**Direction**
Reproduce verbatim the lines of the material below, starting with the line that contains "skylight in the photo above." and continuing through the final line of the material.

Begin Listed entries

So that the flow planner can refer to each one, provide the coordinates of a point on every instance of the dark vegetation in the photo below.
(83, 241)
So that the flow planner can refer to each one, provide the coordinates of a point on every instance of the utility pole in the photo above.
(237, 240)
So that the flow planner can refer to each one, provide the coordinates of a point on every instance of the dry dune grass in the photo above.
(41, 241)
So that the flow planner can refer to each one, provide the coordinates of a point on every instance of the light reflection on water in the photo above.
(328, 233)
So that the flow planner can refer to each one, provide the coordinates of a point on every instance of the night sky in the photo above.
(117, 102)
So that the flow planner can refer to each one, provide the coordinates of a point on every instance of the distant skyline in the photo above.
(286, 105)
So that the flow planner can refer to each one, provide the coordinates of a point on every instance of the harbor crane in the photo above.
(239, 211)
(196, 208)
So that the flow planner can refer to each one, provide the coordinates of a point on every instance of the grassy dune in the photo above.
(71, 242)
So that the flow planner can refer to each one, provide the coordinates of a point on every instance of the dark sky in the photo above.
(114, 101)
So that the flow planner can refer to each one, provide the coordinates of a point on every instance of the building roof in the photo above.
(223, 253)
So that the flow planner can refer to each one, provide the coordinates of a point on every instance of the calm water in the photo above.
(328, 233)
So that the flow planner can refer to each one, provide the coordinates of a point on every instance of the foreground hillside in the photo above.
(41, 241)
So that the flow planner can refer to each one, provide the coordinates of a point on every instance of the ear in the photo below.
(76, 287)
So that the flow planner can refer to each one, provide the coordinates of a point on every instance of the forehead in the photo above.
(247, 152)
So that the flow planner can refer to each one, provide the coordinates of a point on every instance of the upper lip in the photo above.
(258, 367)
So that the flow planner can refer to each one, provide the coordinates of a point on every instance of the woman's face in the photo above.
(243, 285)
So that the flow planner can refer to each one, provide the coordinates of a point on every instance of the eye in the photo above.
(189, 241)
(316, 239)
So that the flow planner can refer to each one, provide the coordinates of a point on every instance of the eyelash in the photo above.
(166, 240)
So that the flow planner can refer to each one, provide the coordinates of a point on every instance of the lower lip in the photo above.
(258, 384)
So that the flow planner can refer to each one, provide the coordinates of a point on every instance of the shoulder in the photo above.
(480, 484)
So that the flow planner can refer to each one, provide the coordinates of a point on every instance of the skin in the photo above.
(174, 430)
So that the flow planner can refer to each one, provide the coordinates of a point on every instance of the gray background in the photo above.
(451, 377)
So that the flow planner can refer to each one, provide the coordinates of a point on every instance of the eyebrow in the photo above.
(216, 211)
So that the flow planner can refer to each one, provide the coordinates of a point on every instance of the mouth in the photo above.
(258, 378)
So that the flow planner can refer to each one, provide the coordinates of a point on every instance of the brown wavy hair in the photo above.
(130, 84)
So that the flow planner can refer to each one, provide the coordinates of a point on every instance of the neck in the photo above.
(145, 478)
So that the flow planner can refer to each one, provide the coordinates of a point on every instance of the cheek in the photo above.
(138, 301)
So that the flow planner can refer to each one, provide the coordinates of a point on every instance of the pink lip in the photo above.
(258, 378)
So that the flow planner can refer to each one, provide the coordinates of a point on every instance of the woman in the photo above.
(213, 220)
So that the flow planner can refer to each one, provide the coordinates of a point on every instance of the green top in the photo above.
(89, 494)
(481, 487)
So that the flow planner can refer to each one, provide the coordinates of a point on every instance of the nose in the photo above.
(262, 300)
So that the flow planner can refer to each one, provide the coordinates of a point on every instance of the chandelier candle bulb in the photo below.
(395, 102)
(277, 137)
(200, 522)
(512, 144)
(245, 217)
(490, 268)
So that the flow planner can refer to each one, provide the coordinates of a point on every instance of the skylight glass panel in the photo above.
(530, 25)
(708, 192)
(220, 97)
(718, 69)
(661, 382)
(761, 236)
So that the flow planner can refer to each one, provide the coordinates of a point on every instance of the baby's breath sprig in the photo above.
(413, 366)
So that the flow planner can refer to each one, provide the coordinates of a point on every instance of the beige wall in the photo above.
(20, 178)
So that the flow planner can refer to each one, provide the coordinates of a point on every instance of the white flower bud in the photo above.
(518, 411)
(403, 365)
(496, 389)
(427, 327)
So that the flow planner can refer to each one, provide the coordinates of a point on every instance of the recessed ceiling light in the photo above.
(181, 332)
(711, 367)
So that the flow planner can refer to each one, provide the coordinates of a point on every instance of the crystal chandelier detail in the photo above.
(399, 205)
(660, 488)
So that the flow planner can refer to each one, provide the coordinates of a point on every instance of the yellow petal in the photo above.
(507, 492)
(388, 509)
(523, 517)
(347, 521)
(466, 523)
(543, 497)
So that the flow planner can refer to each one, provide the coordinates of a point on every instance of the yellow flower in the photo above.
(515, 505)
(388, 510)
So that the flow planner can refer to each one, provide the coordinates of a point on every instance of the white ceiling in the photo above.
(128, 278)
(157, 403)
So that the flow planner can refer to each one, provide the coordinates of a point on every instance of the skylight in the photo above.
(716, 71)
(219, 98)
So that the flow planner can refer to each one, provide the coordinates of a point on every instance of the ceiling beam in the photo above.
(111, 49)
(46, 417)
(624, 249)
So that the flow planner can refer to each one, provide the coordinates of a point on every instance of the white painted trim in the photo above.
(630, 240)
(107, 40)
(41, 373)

End Listed entries

**Result of the task**
So that the flow planner can refer to each one, provide the coordinates of a point on every instance of the skylight in the photo above.
(716, 71)
(219, 98)
So that the flow planner can refer to each one, provide the coordinates of a point on every instance of the ceiling beam in the photo above.
(111, 49)
(46, 417)
(624, 249)
So that the flow planner can refer to each one, provide the coordinates of a point on every instance of the white painted trim in the photo above.
(630, 240)
(107, 40)
(41, 373)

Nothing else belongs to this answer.